▶ **Data shown**:
========

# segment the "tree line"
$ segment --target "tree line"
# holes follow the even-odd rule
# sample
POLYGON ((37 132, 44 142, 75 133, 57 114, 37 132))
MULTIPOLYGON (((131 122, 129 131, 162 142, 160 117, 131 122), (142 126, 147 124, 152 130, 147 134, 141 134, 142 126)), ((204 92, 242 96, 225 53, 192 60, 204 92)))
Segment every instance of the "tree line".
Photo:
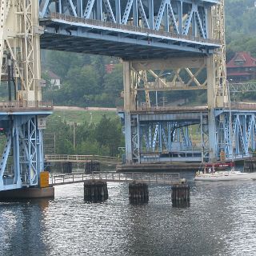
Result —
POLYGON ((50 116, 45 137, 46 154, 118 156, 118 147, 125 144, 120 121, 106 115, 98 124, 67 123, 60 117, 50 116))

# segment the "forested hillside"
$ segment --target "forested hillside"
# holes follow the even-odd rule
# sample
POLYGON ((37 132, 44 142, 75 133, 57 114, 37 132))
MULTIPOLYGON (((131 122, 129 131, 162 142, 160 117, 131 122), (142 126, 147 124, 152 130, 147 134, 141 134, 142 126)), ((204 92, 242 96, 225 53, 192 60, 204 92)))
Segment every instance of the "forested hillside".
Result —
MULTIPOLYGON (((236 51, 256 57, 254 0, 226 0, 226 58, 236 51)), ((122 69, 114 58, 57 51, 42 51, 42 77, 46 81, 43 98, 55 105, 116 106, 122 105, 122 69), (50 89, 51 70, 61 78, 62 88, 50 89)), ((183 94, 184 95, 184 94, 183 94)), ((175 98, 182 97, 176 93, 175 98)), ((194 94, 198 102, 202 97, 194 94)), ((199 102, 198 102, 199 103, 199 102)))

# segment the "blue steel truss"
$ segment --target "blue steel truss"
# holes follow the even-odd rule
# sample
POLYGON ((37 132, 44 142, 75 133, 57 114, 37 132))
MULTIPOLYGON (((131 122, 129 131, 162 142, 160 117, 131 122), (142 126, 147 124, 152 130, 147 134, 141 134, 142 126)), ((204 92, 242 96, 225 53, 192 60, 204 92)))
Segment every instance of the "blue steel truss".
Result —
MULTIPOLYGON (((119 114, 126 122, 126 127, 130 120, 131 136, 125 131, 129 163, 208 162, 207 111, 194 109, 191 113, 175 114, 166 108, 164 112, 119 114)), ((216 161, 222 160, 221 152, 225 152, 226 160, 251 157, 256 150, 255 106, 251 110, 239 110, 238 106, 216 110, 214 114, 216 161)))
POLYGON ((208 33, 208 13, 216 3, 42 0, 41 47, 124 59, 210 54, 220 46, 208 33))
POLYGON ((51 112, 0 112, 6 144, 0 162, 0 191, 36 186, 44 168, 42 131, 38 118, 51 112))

========

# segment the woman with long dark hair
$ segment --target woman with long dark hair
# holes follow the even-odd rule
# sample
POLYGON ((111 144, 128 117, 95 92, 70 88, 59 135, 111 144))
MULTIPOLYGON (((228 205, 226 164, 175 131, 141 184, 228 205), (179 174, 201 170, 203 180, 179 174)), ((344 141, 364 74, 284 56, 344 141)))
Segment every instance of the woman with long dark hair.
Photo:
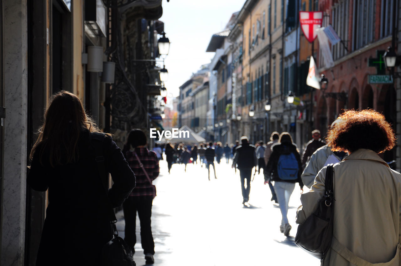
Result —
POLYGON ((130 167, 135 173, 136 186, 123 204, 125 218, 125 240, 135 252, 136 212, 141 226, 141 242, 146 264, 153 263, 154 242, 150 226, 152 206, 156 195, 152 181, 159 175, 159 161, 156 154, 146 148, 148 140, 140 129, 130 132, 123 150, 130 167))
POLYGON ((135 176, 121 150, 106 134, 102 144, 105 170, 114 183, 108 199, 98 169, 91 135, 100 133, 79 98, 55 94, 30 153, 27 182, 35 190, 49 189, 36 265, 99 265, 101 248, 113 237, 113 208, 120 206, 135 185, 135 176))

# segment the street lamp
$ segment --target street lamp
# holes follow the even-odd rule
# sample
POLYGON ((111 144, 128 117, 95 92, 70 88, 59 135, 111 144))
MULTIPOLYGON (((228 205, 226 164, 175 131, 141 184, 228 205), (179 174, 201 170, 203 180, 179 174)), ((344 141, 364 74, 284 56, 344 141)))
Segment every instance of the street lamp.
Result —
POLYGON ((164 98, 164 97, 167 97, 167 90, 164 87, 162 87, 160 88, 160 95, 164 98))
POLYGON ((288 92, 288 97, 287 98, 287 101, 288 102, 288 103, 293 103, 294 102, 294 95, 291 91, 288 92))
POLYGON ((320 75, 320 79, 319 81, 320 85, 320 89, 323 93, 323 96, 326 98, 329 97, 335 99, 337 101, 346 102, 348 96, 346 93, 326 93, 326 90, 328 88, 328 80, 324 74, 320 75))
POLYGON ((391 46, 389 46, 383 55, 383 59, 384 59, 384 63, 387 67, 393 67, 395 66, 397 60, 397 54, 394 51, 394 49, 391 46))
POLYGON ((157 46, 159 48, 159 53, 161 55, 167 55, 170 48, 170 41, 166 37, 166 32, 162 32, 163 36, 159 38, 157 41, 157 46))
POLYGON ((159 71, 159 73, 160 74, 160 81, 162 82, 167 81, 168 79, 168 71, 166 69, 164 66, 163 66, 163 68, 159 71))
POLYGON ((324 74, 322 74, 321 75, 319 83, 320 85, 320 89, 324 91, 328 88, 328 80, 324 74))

========

Copy the lines word for word, starting with the line that contains "# segment the woman with long dark hair" and going on through the line that contains "POLYGON ((130 167, 135", including both of those lines. Leave any pictures out of your copy.

▶ **Task response**:
# segment the woman with long dark hair
$ segment --target woman with long dark hair
# holes follow the even-odd rule
# sample
POLYGON ((111 144, 128 117, 95 92, 70 88, 59 135, 111 144))
MULTIPOLYGON (((228 205, 226 164, 175 131, 141 184, 228 205), (179 174, 201 170, 203 180, 179 174)), ((344 141, 364 74, 284 56, 344 141)))
Segment every instance of the woman with long dark hair.
Photo:
Result —
POLYGON ((130 167, 135 173, 136 186, 123 204, 125 218, 125 240, 135 252, 136 212, 141 226, 141 242, 146 264, 153 263, 154 242, 150 226, 152 206, 156 195, 152 181, 159 175, 159 161, 156 154, 146 148, 148 140, 140 129, 130 132, 123 150, 130 167))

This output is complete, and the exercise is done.